Short exercise ▸
Return every line of the items below that contains the word "dense".

Data entries ▸

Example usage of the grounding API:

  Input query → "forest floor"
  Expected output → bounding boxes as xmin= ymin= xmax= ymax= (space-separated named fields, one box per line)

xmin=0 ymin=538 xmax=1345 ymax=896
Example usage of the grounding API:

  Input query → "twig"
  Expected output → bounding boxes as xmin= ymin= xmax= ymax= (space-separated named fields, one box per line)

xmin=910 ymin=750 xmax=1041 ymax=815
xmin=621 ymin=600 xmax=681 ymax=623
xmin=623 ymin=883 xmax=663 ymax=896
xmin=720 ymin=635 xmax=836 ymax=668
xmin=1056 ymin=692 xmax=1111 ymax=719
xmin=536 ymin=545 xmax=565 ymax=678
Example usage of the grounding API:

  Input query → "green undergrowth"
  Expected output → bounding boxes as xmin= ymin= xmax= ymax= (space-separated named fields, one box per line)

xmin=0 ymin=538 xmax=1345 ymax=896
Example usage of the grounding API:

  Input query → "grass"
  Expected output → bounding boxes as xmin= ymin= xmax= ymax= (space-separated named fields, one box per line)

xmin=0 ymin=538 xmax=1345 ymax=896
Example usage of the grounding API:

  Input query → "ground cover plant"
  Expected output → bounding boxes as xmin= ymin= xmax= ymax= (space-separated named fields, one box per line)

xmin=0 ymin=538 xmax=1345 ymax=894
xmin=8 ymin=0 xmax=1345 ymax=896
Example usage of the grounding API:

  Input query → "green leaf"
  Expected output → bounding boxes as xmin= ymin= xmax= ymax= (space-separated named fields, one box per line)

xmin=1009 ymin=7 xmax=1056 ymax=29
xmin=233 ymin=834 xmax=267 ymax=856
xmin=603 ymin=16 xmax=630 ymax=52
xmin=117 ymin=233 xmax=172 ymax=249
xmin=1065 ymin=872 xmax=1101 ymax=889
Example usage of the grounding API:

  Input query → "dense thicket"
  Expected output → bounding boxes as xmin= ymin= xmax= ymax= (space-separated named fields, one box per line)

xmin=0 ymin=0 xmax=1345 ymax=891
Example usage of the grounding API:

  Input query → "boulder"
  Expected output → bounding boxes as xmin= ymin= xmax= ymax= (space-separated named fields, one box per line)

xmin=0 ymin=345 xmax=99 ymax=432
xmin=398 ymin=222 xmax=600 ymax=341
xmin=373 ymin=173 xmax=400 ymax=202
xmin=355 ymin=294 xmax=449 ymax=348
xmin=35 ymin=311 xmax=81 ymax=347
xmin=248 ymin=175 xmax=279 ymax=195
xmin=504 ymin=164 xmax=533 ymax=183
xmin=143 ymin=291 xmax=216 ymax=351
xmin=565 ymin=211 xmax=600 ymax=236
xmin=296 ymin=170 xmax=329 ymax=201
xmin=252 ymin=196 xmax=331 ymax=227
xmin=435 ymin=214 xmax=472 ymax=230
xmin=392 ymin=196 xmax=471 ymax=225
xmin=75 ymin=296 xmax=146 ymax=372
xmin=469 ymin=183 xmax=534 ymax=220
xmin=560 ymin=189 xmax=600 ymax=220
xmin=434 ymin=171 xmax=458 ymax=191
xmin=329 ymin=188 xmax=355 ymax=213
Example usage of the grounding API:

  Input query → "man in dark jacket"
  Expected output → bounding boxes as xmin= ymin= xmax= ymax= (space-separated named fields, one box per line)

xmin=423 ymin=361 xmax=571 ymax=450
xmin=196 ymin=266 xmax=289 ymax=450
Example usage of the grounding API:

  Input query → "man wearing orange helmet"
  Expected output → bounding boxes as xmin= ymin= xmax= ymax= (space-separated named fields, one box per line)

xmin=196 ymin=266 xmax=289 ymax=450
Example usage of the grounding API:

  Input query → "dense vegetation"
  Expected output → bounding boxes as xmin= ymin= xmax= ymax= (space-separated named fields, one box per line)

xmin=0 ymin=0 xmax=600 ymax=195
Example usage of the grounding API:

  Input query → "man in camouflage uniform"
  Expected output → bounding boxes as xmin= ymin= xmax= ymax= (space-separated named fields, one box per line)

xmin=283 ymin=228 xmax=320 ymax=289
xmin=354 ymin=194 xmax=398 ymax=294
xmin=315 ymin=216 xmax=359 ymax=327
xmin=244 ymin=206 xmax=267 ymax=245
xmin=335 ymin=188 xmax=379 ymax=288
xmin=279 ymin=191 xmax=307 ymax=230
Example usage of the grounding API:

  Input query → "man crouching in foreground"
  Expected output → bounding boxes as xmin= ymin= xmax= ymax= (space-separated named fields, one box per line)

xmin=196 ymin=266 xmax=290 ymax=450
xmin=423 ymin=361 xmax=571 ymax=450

--

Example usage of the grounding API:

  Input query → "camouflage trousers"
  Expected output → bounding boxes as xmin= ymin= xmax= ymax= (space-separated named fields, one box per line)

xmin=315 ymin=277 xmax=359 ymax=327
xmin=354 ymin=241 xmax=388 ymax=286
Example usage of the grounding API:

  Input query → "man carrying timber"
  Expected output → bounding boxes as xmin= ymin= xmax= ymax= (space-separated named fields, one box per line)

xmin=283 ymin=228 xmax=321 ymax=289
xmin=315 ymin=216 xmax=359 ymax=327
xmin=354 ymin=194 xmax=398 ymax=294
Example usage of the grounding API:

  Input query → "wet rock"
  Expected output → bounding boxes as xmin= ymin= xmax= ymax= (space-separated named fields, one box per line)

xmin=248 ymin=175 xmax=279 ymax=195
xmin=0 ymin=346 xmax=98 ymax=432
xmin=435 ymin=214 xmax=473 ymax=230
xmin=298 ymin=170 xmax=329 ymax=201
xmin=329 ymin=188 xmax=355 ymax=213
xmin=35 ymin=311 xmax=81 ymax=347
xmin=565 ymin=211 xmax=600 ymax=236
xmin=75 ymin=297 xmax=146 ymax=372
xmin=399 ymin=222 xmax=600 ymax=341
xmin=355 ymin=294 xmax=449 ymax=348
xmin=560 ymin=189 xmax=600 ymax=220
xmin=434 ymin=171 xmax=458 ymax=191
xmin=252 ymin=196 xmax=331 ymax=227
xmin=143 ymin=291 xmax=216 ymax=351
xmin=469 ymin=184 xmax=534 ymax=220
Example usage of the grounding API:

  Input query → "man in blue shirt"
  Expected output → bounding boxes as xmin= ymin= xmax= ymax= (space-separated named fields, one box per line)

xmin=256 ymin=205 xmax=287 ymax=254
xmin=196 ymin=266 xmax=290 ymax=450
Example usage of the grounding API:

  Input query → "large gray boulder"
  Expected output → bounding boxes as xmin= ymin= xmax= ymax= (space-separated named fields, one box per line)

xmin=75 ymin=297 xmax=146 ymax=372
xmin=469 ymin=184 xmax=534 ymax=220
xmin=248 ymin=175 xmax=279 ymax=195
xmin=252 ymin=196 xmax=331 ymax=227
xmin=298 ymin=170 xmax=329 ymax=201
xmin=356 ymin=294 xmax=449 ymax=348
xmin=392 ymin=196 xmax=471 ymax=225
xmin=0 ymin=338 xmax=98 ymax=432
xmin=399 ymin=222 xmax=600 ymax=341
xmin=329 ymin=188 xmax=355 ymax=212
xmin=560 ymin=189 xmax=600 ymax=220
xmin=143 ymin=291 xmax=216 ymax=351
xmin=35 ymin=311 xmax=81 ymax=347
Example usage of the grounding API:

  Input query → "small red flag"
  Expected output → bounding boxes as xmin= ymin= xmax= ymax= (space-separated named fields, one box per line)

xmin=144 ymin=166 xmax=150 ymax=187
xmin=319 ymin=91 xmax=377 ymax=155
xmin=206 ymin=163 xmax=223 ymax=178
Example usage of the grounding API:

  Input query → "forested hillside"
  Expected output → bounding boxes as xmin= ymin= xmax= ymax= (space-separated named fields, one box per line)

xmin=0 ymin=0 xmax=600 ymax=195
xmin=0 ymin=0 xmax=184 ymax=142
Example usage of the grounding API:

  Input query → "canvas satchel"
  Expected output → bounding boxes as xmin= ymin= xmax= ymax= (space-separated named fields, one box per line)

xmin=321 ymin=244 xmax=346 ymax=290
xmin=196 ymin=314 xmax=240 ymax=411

Completed task ▸
  Input query → "dense thicket"
  Input query → "dense vegetation"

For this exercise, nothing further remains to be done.